> [TEXTO PROPORCIONADO]:
Tal vez no seamos conscientes de qué fácil es volver hacia atrás y qué difícil, siquiera, mantener lo logrado. Dar fuerza a formaciones políticas que ofrecen cobertura a discursos patologizantes de la diversidad sexual puede causar un daño enorme. Porque ese pensamiento, además de apoyarse en falsedades anticientíficas que ya han sido desmontadas, conecta con otros muchos pensamientos, en una complicada red conceptual y axiológica que es la que llevamos arrastrando a lo largo de cientos de años: solo hay una sexualidad válida, lo demás es una anomalía, los anómalos han de tener un trato «desigual» (por tanto, no merecen iguales derechos), etc.

> [POR HACER]:
1. Según el texto sobre la diversidad sexual, ¿en qué se apoya el pensamiento que la patologiza?
2. Reproduce sin cambios el fragmento del texto sobre la diversidad sexual que empieza en "Tal vez no seamos" y termina en "iguales derechos), etc.".
Este material es independiente del texto.

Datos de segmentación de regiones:
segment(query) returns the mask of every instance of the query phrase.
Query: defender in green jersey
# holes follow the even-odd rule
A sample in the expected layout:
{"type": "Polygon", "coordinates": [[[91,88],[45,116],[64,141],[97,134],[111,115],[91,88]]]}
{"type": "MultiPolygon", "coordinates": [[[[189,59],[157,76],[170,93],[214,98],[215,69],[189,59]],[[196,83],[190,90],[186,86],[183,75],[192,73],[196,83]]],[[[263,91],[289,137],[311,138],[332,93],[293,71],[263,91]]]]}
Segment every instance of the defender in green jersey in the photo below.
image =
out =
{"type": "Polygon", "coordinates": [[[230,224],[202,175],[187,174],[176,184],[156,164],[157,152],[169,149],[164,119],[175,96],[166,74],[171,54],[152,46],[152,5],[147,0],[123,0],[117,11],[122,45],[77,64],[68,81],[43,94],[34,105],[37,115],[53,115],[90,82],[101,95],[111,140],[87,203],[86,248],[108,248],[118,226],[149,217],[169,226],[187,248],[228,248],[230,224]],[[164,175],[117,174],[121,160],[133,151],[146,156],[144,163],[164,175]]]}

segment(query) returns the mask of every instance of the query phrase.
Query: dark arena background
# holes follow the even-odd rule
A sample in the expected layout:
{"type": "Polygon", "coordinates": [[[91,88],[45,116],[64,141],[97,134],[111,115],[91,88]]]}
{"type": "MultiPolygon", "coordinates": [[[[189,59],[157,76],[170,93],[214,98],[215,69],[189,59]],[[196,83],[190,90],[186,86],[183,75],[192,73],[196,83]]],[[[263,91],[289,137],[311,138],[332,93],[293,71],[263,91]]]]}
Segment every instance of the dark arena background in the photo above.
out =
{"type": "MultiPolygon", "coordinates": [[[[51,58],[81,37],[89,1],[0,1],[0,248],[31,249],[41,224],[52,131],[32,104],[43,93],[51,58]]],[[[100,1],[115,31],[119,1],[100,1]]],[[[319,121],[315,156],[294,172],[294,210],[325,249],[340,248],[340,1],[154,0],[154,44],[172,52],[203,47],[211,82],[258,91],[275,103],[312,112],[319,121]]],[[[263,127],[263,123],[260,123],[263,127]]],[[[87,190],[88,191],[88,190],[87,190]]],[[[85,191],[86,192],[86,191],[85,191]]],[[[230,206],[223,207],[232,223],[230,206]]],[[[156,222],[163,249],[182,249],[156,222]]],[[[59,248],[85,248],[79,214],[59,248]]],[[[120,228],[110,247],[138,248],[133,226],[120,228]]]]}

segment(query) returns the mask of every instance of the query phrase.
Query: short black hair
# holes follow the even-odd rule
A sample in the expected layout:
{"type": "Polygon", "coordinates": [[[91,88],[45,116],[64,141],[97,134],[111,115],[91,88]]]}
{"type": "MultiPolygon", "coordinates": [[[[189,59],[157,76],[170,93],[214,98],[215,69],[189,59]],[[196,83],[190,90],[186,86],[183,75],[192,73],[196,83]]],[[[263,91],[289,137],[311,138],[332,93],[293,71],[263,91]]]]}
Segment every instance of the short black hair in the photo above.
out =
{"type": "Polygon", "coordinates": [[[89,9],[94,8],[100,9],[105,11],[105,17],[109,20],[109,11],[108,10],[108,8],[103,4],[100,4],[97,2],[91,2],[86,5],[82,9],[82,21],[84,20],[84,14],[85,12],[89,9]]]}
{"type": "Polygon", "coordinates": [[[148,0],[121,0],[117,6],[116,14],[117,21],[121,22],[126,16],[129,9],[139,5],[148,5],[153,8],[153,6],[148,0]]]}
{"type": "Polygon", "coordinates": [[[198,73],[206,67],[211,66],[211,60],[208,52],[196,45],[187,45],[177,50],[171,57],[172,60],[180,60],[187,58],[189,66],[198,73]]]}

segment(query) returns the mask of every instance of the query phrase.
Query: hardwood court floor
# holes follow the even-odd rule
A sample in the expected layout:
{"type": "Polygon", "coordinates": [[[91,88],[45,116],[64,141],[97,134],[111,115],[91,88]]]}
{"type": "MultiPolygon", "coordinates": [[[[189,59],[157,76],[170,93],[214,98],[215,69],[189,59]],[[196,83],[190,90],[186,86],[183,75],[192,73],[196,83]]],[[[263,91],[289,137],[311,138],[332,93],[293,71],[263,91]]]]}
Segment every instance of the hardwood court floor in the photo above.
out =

> [SOLUCIONES POR TAREA]:
1. En falsedades anticientíficas que ya han sido desmontadas.

2.
Tal vez no seamos conscientes de qué fácil es volver hacia atrás y qué difícil, siquiera, mantener lo logrado. Dar fuerza a formaciones políticas que ofrecen cobertura a discursos patologizantes de la diversidad sexual puede causar un daño enorme. Porque ese pensamiento, además de apoyarse en falsedades anticientíficas que ya han sido desmontadas, conecta con otros muchos pensamientos, en una complicada red conceptual y axiológica que es la que llevamos arrastrando a lo largo de cientos de años: solo hay una sexualidad válida, lo demás es una anomalía, los anómalos han de tener un trato «desigual» (por tanto, no merecen iguales derechos), etc.